The line containing "negative clicks: (222, 411) (90, 352)" marks the end: quote every line from the start of the records below through it, word for word.

Extracted records
════════
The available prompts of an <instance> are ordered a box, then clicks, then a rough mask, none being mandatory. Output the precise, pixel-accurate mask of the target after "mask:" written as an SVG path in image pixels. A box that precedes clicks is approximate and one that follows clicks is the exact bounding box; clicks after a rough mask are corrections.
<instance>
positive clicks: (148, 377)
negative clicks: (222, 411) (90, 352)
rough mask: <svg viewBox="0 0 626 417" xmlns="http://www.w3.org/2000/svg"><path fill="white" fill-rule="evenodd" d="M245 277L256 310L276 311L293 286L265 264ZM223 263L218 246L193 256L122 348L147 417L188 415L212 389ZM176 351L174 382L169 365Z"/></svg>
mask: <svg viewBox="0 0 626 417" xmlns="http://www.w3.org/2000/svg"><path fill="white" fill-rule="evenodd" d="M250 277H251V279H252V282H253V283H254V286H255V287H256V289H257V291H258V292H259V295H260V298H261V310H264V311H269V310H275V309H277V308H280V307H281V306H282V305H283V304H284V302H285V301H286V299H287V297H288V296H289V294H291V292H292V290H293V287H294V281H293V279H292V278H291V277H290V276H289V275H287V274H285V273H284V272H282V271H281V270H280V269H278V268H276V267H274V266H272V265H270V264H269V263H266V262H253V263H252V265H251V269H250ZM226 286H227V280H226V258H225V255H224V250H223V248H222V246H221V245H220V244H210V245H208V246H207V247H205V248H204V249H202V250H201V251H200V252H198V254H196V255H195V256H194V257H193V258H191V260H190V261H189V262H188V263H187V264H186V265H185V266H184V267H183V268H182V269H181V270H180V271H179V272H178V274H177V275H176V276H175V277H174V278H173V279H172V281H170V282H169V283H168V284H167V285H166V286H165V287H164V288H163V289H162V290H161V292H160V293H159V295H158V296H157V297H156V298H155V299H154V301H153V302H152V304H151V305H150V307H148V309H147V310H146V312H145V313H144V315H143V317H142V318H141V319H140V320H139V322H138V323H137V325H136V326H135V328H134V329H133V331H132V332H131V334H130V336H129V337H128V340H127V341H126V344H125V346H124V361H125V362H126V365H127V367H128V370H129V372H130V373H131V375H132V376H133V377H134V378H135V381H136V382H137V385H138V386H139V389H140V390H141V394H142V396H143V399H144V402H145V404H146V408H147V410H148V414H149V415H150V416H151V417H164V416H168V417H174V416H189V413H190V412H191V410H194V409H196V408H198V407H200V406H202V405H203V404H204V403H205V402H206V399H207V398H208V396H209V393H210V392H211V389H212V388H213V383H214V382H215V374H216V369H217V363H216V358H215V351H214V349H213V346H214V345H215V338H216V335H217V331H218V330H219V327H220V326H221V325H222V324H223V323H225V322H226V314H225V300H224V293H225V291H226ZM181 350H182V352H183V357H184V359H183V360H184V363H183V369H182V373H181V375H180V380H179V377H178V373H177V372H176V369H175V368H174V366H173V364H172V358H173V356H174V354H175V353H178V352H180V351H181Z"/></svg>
════════
Exercise output
The available prompts of an <instance> are ordered a box, then clicks, then a rough mask, none being mandatory. Output the precise, pixel-accurate mask of the target after "mask:" written as an SVG path in image pixels. A box that precedes clicks is approximate and one that follows clicks is the exact bounding box; clicks after a rough mask are corrections.
<instance>
positive clicks: (148, 377)
negative clicks: (222, 411) (90, 352)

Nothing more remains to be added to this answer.